> _TASKS FOR THIS EXERCISE_:
a) Using the blog post below about the memoir of Bernal Diaz, decide whether each statement agrees with it: (i) the writer has read the Game Of Thrones books; (ii) Bernal Diaz was twenty-seven in 1519; (iii) the Florentine Codex was written by a Franciscan friar. Answer yes or no for each, and quote the exact words of the blog post that settle it.
b) Copy out the part of the blog post below that opens with the words containing "If you are jonesin’" and closes with "buy this book.)", replacing "translation" with "edition".

If you are jonesin’ for Game Of Thrones
Posted: March 26, 2015 Filed under: trips Leave a commentmay I recommend:
Never read the Game Of Thrones books. Don’t know why, that specific kind of nerddom is not my kind. I bet George RR Martin has read this book. It is fucking incredible.
You are very busy so let me summarize it for you. I’m reading the translation by JM Cohen:
(I’m about to quote pretty generously from it. If any of the attorneys who read Helytimes could advise me on the legality of that, it’d be great. I think it’s ok, because I’m not making any money from this, and the whole point is to encourage you to buy this book.)
Bernal Diaz was eighty-four, blind, on an estate in Guatemala when he decided to dictate what he remembered from when he was twenty-seven, in 1519, when he went along with Hernan Cortés on an expedition to the interior of Mexico.
This is the best source, as far as I can tell, for what happened. Cortés wrote letters to the king of Spain, but if you read them you won’t come away with the impression you can trust him.
There exists also a sort of “Aztec” (not the preferred nomenclature) source: the Florentine Codex:
which has its own insane story, it was written by a Franciscan friar who learned Nahautal and went around listening to and summarizing oral histories. So this is written by a Spanish guy, too, history is written by the winners, but at least he was asking around.

> _SUPPLIED ENTRIES_:
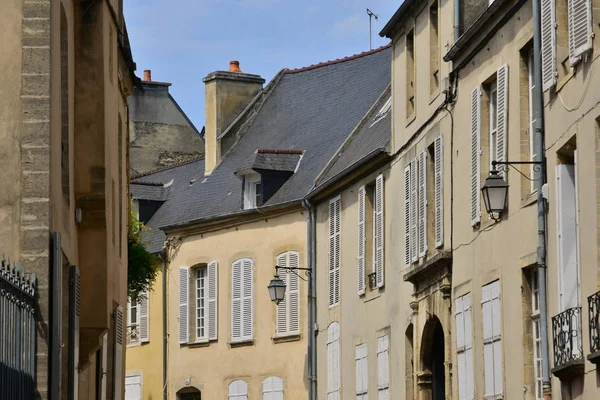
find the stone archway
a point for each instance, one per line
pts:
(432, 378)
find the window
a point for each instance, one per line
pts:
(383, 368)
(410, 74)
(334, 251)
(273, 388)
(371, 235)
(568, 232)
(362, 372)
(416, 205)
(464, 347)
(238, 390)
(333, 362)
(201, 297)
(493, 119)
(288, 310)
(138, 319)
(492, 346)
(537, 349)
(252, 191)
(434, 48)
(133, 387)
(200, 301)
(241, 300)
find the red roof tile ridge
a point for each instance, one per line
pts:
(337, 60)
(161, 169)
(278, 151)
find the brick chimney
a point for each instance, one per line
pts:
(227, 93)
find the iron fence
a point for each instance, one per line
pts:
(566, 336)
(594, 316)
(17, 333)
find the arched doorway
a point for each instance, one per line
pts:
(433, 356)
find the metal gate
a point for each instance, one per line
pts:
(17, 333)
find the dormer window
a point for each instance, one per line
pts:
(253, 194)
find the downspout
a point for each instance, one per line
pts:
(457, 5)
(312, 303)
(541, 179)
(163, 257)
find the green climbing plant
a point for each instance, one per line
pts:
(142, 265)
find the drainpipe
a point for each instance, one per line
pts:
(541, 179)
(163, 257)
(457, 4)
(312, 303)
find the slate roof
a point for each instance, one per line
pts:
(372, 137)
(312, 109)
(149, 191)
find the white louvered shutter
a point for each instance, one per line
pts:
(379, 233)
(548, 61)
(475, 198)
(119, 375)
(236, 301)
(439, 191)
(213, 308)
(247, 303)
(407, 225)
(144, 306)
(334, 251)
(361, 242)
(502, 114)
(422, 207)
(383, 368)
(184, 296)
(580, 28)
(362, 373)
(414, 254)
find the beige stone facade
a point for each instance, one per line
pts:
(65, 176)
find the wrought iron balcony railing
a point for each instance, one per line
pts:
(566, 336)
(594, 317)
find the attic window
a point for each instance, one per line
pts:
(383, 111)
(252, 191)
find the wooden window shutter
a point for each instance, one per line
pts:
(413, 212)
(144, 307)
(422, 201)
(407, 225)
(213, 306)
(379, 232)
(247, 299)
(548, 61)
(334, 251)
(502, 115)
(118, 374)
(236, 301)
(184, 296)
(439, 191)
(580, 28)
(475, 197)
(293, 293)
(361, 242)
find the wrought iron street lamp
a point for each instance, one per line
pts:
(277, 285)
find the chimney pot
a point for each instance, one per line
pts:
(234, 66)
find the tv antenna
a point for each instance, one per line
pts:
(371, 15)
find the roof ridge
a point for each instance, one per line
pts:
(161, 169)
(337, 60)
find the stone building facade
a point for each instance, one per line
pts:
(161, 133)
(67, 71)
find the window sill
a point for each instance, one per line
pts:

> _RESPONSE LIST_:
a)
(i) No: "Never read the Game Of Thrones books."
(ii) Yes: "when he was twenty-seven, in 1519"
(iii) Yes: "it was written by a Franciscan friar"

b)
If you are jonesin’ for Game Of Thrones
Posted: March 26, 2015 Filed under: trips Leave a commentmay I recommend:
Never read the Game Of Thrones books. Don’t know why, that specific kind of nerddom is not my kind. I bet George RR Martin has read this book. It is fucking incredible.
You are very busy so let me summarize it for you. I’m reading the edition by JM Cohen:
(I’m about to quote pretty generously from it. If any of the attorneys who read Helytimes could advise me on the legality of that, it’d be great. I think it’s ok, because I’m not making any money from this, and the whole point is to encourage you to buy this book.)